§ STATED TASK:
Can you give the material below again with "Mark the region" replaced by "Outline the area" everywhere it appears and nothing else changed? Leave the pictures out.

§ SOURCE MATERIAL:
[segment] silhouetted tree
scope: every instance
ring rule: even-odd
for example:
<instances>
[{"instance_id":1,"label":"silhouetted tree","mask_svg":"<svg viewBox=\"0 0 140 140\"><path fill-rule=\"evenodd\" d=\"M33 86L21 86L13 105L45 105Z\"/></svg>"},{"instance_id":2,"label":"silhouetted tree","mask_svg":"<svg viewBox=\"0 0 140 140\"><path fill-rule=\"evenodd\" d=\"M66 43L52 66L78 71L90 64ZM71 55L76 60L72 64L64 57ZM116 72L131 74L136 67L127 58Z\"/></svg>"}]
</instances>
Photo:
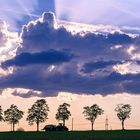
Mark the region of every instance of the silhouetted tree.
<instances>
[{"instance_id":1,"label":"silhouetted tree","mask_svg":"<svg viewBox=\"0 0 140 140\"><path fill-rule=\"evenodd\" d=\"M91 122L91 130L93 130L95 119L98 117L98 115L102 115L104 110L102 110L97 104L93 104L92 106L86 106L83 109L83 114L86 119Z\"/></svg>"},{"instance_id":2,"label":"silhouetted tree","mask_svg":"<svg viewBox=\"0 0 140 140\"><path fill-rule=\"evenodd\" d=\"M0 106L0 122L3 121L3 110L2 110L2 107Z\"/></svg>"},{"instance_id":3,"label":"silhouetted tree","mask_svg":"<svg viewBox=\"0 0 140 140\"><path fill-rule=\"evenodd\" d=\"M39 131L39 124L45 122L48 116L49 107L44 99L37 100L30 109L28 109L27 121L30 125L35 122L37 131Z\"/></svg>"},{"instance_id":4,"label":"silhouetted tree","mask_svg":"<svg viewBox=\"0 0 140 140\"><path fill-rule=\"evenodd\" d=\"M131 105L130 104L119 104L115 108L117 116L121 121L122 130L124 130L124 121L130 118L131 115Z\"/></svg>"},{"instance_id":5,"label":"silhouetted tree","mask_svg":"<svg viewBox=\"0 0 140 140\"><path fill-rule=\"evenodd\" d=\"M68 107L70 107L69 104L63 103L62 105L59 105L57 109L56 119L58 121L63 121L63 126L65 126L65 121L69 119L71 116L70 111L68 110Z\"/></svg>"},{"instance_id":6,"label":"silhouetted tree","mask_svg":"<svg viewBox=\"0 0 140 140\"><path fill-rule=\"evenodd\" d=\"M15 131L15 124L23 117L24 112L19 110L14 104L4 111L4 120L12 124L12 130Z\"/></svg>"}]
</instances>

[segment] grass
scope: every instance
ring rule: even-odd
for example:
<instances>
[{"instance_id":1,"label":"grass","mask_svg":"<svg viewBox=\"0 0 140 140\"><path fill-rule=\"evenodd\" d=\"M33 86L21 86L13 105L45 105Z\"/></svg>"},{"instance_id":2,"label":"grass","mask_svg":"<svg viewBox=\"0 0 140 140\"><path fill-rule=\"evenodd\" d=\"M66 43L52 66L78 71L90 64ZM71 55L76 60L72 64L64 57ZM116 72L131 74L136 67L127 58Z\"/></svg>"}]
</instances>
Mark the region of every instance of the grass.
<instances>
[{"instance_id":1,"label":"grass","mask_svg":"<svg viewBox=\"0 0 140 140\"><path fill-rule=\"evenodd\" d=\"M0 132L0 140L140 140L140 130Z\"/></svg>"}]
</instances>

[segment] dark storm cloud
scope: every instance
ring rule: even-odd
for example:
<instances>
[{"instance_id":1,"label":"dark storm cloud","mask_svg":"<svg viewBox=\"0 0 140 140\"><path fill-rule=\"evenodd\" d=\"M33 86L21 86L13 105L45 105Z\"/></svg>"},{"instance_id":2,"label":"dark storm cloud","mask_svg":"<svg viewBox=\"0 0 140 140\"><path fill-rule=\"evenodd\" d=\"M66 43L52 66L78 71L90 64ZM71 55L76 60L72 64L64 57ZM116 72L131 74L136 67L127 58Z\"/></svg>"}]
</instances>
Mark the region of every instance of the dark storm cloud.
<instances>
[{"instance_id":1,"label":"dark storm cloud","mask_svg":"<svg viewBox=\"0 0 140 140\"><path fill-rule=\"evenodd\" d=\"M42 19L23 27L21 40L22 47L15 58L3 62L4 66L14 66L14 72L1 77L2 89L33 89L41 91L39 96L55 96L60 91L102 95L140 93L134 87L140 81L139 73L122 75L114 69L129 61L136 63L128 49L139 45L139 37L121 31L74 34L65 27L57 27L54 15L45 13Z\"/></svg>"}]
</instances>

§ EXERCISE ANSWER:
[segment] silhouetted tree
scope: every instance
ring rule: even-odd
for example:
<instances>
[{"instance_id":1,"label":"silhouetted tree","mask_svg":"<svg viewBox=\"0 0 140 140\"><path fill-rule=\"evenodd\" d=\"M33 86L21 86L13 105L45 105Z\"/></svg>"},{"instance_id":2,"label":"silhouetted tree","mask_svg":"<svg viewBox=\"0 0 140 140\"><path fill-rule=\"evenodd\" d=\"M66 43L52 66L78 71L90 64ZM71 55L76 60L72 64L64 57ZM116 72L131 74L136 67L127 58Z\"/></svg>"}]
</instances>
Photo:
Outline the area of every instance of the silhouetted tree.
<instances>
[{"instance_id":1,"label":"silhouetted tree","mask_svg":"<svg viewBox=\"0 0 140 140\"><path fill-rule=\"evenodd\" d=\"M91 122L91 130L93 130L95 119L98 117L98 115L102 115L104 110L102 110L97 104L93 104L92 106L86 106L83 109L83 114L86 119Z\"/></svg>"},{"instance_id":2,"label":"silhouetted tree","mask_svg":"<svg viewBox=\"0 0 140 140\"><path fill-rule=\"evenodd\" d=\"M0 106L0 122L3 121L3 110L2 110L2 107Z\"/></svg>"},{"instance_id":3,"label":"silhouetted tree","mask_svg":"<svg viewBox=\"0 0 140 140\"><path fill-rule=\"evenodd\" d=\"M39 131L39 124L45 122L48 116L49 107L44 99L37 100L30 109L28 109L27 121L30 125L35 122L37 131Z\"/></svg>"},{"instance_id":4,"label":"silhouetted tree","mask_svg":"<svg viewBox=\"0 0 140 140\"><path fill-rule=\"evenodd\" d=\"M131 105L130 104L119 104L115 108L117 116L121 121L122 130L124 130L124 121L130 118L131 115Z\"/></svg>"},{"instance_id":5,"label":"silhouetted tree","mask_svg":"<svg viewBox=\"0 0 140 140\"><path fill-rule=\"evenodd\" d=\"M68 107L70 107L69 104L63 103L62 105L59 105L57 109L56 119L58 121L63 121L63 126L65 126L65 121L69 119L71 116L70 111L68 110Z\"/></svg>"},{"instance_id":6,"label":"silhouetted tree","mask_svg":"<svg viewBox=\"0 0 140 140\"><path fill-rule=\"evenodd\" d=\"M15 131L15 124L23 117L24 112L19 110L14 104L4 111L4 120L12 124L12 130Z\"/></svg>"}]
</instances>

[segment] grass
scope: every instance
ring rule: even-odd
for example:
<instances>
[{"instance_id":1,"label":"grass","mask_svg":"<svg viewBox=\"0 0 140 140\"><path fill-rule=\"evenodd\" d=\"M33 86L21 86L13 105L45 105Z\"/></svg>"},{"instance_id":2,"label":"grass","mask_svg":"<svg viewBox=\"0 0 140 140\"><path fill-rule=\"evenodd\" d=\"M66 43L52 66L78 71L90 64ZM71 55L76 60L72 64L64 57ZM116 72L131 74L136 67L127 58Z\"/></svg>"}]
</instances>
Outline the area of every instance of the grass.
<instances>
[{"instance_id":1,"label":"grass","mask_svg":"<svg viewBox=\"0 0 140 140\"><path fill-rule=\"evenodd\" d=\"M0 132L0 140L140 140L140 130Z\"/></svg>"}]
</instances>

[segment] dark storm cloud
scope: every instance
ring rule: even-odd
for example:
<instances>
[{"instance_id":1,"label":"dark storm cloud","mask_svg":"<svg viewBox=\"0 0 140 140\"><path fill-rule=\"evenodd\" d=\"M33 86L21 86L13 105L45 105Z\"/></svg>"},{"instance_id":2,"label":"dark storm cloud","mask_svg":"<svg viewBox=\"0 0 140 140\"><path fill-rule=\"evenodd\" d=\"M66 43L52 66L78 71L90 64ZM71 55L76 60L72 64L64 57ZM116 72L131 74L136 67L127 58Z\"/></svg>"}]
</instances>
Outline the area of every instance of the dark storm cloud.
<instances>
[{"instance_id":1,"label":"dark storm cloud","mask_svg":"<svg viewBox=\"0 0 140 140\"><path fill-rule=\"evenodd\" d=\"M42 19L23 27L21 40L22 47L15 58L3 62L4 66L14 66L14 72L1 77L2 89L33 89L41 91L39 96L55 96L60 91L102 95L140 93L134 87L140 81L139 73L122 75L114 69L129 61L136 63L128 49L139 45L139 37L121 31L74 34L65 27L57 27L54 15L45 13Z\"/></svg>"}]
</instances>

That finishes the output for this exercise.